> _What is expected_
Copy every line of the material below that contains the word "jersey", and leave out all other lines. Case counts.

(Items from a dataset)
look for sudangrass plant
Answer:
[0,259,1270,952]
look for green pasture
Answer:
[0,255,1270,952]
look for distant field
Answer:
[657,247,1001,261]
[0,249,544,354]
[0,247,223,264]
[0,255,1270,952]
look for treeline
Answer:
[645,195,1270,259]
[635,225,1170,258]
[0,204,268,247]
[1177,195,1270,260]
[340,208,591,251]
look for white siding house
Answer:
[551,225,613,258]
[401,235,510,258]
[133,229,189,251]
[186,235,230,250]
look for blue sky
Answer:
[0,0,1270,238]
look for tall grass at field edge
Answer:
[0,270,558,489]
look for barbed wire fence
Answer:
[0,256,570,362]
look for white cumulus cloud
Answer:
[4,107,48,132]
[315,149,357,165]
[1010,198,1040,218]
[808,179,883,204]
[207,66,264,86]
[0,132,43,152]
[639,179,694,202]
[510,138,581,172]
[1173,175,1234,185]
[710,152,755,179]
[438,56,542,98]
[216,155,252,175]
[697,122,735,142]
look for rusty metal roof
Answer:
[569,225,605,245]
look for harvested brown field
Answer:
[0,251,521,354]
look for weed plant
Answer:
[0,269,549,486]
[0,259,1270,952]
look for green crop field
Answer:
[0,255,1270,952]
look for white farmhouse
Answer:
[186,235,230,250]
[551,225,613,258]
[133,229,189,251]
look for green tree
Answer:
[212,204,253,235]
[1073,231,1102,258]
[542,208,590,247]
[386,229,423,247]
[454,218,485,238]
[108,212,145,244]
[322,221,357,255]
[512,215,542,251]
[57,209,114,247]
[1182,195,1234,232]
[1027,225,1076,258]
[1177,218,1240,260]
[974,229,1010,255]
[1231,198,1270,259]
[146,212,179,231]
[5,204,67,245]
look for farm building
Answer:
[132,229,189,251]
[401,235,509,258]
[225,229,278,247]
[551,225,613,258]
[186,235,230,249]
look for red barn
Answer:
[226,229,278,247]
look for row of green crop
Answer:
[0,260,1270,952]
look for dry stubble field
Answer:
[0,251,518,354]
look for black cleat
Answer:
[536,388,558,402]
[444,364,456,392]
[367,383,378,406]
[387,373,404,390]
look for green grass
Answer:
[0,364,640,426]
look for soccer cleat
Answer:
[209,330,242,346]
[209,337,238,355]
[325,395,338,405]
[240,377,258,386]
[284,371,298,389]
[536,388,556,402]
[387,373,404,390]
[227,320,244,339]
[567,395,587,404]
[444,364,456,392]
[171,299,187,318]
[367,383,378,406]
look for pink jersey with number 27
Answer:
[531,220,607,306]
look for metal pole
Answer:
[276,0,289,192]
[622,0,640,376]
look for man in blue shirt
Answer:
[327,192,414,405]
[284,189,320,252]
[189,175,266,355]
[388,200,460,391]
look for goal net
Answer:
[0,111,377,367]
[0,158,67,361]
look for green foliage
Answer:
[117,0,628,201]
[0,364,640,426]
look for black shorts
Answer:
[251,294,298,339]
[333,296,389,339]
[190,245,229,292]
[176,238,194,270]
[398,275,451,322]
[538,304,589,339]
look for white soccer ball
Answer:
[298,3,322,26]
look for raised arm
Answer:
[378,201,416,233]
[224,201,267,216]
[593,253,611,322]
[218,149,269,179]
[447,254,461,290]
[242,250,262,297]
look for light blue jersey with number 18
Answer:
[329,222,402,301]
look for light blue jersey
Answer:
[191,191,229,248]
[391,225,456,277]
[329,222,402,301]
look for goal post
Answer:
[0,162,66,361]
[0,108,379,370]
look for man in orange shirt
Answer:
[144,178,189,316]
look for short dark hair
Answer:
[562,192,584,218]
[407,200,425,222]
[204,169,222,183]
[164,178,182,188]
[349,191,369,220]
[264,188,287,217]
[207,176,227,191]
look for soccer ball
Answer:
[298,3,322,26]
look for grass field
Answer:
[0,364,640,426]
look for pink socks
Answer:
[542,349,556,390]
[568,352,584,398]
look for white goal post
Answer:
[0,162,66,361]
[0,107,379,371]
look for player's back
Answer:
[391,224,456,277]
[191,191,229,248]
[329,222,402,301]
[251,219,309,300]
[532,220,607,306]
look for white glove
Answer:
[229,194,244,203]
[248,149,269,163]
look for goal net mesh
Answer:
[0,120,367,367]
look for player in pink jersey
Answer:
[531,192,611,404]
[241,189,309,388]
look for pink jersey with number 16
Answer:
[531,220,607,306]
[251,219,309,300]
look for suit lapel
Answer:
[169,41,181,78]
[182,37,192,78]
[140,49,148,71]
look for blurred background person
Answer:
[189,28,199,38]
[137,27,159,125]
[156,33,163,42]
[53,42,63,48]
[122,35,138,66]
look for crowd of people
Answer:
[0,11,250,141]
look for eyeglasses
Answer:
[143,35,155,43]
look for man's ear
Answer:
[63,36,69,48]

> _Task answer_
look for pink jersey with number 27
look for light blue jersey with number 18
look for light blue jersey
look for player in pink jersey
look for pink jersey with number 16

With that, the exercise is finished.